* [WHAT IS REQUIRED] From the lines below, pick out and copy each one that contains the word "veneer".

## begin INPUT DATA

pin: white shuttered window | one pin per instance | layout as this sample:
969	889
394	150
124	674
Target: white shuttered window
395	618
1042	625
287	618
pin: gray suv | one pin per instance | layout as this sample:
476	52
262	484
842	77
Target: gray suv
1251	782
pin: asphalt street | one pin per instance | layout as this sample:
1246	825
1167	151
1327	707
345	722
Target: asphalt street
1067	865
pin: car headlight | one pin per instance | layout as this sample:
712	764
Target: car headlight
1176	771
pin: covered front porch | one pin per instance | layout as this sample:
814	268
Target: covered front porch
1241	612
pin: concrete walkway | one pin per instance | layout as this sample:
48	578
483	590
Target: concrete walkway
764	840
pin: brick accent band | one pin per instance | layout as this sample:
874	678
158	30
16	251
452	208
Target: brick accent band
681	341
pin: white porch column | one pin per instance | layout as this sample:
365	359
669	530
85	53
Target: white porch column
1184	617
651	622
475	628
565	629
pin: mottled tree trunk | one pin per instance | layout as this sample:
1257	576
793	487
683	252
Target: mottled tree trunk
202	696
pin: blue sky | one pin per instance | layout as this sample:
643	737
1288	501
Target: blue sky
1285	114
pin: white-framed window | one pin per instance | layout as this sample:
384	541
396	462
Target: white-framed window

## end INPUT DATA
## begin INPUT DATA

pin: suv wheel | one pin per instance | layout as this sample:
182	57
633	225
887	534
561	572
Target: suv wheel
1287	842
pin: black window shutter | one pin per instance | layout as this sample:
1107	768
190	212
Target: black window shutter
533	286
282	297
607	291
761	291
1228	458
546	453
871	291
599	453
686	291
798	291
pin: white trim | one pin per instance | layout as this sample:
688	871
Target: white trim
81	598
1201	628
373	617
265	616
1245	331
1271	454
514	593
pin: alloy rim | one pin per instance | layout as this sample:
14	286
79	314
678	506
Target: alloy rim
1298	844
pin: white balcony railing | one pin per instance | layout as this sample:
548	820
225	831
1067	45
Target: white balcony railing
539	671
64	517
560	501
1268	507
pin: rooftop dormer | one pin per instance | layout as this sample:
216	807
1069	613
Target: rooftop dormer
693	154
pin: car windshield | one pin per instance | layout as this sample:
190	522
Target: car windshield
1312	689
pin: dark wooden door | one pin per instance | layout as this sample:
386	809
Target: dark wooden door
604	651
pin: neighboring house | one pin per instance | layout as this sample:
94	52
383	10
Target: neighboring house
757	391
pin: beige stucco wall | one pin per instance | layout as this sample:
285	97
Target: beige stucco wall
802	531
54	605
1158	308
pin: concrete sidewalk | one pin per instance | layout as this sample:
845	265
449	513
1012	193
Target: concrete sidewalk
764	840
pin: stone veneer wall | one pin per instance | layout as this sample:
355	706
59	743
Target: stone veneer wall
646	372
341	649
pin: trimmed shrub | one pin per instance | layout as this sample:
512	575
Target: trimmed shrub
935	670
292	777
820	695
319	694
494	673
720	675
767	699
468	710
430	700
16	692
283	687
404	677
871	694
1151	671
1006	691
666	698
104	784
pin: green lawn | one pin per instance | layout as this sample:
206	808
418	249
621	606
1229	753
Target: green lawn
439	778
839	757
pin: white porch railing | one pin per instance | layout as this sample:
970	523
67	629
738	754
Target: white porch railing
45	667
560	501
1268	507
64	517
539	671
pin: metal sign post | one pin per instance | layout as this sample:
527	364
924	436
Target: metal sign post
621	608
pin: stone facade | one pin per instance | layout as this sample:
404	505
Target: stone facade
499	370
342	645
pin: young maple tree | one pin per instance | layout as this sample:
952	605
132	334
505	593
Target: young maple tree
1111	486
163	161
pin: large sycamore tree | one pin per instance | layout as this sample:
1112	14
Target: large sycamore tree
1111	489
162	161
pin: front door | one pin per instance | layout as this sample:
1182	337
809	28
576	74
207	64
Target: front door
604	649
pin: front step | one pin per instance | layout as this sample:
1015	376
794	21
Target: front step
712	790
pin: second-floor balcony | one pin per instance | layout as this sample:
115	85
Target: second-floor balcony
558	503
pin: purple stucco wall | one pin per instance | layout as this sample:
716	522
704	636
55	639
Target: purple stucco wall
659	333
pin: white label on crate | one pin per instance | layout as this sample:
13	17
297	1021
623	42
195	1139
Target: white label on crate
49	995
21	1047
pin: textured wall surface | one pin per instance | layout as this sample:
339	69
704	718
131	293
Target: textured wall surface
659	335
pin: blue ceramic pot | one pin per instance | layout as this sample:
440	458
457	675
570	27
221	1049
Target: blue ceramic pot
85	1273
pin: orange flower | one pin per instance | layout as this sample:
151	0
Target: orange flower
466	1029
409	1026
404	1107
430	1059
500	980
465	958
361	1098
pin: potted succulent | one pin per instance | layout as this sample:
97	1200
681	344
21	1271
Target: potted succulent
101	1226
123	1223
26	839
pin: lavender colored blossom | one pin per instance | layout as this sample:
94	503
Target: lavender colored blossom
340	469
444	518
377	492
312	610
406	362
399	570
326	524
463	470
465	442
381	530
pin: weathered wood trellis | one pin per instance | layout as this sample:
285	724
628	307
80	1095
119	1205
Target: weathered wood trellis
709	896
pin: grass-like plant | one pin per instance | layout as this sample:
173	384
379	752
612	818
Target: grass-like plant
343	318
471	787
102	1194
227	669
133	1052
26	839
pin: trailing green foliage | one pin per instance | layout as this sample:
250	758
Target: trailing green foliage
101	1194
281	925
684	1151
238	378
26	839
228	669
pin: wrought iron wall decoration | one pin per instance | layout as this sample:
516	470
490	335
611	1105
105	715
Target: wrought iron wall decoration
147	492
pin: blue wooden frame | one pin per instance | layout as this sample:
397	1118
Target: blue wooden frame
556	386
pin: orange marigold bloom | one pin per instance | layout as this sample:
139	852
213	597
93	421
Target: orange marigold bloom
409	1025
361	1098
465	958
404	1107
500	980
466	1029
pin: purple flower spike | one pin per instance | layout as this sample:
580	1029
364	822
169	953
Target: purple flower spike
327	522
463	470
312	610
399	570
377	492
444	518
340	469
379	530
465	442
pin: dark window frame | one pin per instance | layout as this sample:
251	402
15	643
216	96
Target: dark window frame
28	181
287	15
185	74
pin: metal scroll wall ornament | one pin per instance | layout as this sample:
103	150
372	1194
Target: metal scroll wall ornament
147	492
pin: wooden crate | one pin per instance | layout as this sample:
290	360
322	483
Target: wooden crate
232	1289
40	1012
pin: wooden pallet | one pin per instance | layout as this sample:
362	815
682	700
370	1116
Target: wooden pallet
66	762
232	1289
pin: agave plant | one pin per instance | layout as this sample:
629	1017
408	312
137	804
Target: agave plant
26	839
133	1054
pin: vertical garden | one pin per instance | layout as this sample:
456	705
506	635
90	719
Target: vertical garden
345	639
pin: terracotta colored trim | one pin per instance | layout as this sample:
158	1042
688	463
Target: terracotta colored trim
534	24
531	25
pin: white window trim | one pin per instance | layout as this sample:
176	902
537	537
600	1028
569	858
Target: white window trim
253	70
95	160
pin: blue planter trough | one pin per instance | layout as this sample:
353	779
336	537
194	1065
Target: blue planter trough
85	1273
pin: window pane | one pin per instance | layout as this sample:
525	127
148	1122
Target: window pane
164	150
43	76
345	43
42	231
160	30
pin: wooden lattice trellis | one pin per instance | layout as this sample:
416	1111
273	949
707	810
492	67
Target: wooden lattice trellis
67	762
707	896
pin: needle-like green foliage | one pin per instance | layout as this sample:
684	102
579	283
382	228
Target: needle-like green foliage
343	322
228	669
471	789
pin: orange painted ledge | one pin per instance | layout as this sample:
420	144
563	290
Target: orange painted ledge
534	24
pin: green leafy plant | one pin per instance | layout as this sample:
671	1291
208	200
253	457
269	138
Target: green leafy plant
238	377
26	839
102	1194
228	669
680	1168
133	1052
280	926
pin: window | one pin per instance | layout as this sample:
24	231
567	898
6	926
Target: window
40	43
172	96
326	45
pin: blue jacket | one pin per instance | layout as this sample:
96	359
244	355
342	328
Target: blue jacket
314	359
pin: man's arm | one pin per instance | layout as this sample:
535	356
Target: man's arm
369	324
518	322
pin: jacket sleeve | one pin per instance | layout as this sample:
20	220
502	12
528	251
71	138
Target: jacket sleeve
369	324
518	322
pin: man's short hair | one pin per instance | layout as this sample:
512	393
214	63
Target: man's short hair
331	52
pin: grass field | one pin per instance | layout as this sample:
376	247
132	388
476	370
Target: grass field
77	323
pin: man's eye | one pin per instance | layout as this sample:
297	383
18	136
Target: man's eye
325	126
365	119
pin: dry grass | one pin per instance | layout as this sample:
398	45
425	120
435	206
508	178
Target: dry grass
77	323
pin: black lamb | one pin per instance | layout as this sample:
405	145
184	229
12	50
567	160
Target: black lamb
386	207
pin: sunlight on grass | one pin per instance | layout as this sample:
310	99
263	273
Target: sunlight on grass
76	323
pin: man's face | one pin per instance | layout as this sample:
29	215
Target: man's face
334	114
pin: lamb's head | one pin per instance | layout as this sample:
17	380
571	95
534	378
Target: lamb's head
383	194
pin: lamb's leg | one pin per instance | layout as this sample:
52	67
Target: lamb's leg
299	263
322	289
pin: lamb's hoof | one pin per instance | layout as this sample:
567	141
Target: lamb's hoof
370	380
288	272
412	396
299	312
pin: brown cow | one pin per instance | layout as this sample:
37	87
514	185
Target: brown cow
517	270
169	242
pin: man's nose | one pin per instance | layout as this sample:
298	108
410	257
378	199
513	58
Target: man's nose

## end INPUT DATA
## begin INPUT DATA

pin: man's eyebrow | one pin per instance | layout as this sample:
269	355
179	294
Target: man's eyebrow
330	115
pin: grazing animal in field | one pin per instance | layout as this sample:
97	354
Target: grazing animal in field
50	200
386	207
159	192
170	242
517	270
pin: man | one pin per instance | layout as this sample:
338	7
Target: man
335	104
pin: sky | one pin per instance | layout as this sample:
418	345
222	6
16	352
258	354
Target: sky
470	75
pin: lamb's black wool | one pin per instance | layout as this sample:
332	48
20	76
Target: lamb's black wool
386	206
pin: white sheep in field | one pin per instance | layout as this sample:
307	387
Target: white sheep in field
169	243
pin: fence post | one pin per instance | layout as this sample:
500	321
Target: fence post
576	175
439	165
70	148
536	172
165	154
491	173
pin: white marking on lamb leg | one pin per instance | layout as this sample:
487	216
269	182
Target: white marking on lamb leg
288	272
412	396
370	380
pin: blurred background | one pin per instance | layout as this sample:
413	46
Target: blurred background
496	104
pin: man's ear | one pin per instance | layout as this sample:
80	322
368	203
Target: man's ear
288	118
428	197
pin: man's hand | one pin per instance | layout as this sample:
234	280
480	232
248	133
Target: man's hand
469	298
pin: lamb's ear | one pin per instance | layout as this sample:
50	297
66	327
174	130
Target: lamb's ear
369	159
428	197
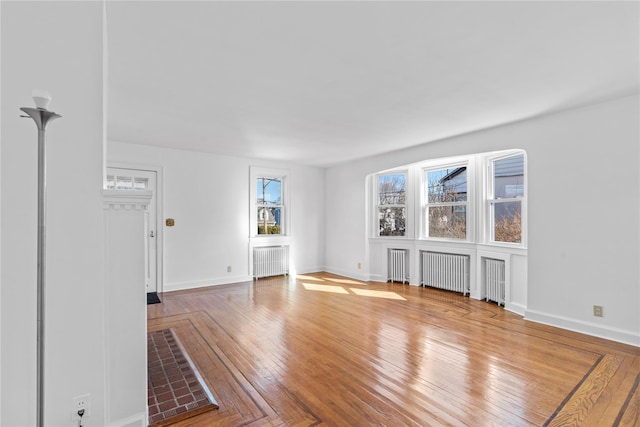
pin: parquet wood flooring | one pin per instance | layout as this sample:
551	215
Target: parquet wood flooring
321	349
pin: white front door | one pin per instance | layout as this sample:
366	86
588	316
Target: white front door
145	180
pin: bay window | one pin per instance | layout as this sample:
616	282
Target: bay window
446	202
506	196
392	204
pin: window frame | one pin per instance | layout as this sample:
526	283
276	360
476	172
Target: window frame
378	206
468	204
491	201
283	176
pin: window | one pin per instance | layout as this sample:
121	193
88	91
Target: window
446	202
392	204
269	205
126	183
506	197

## end INPUT DATA

* [ANSWER FOR THE TASK]
pin: stone veneer wall | one pin per instance | layout as this sample:
Target: stone veneer wall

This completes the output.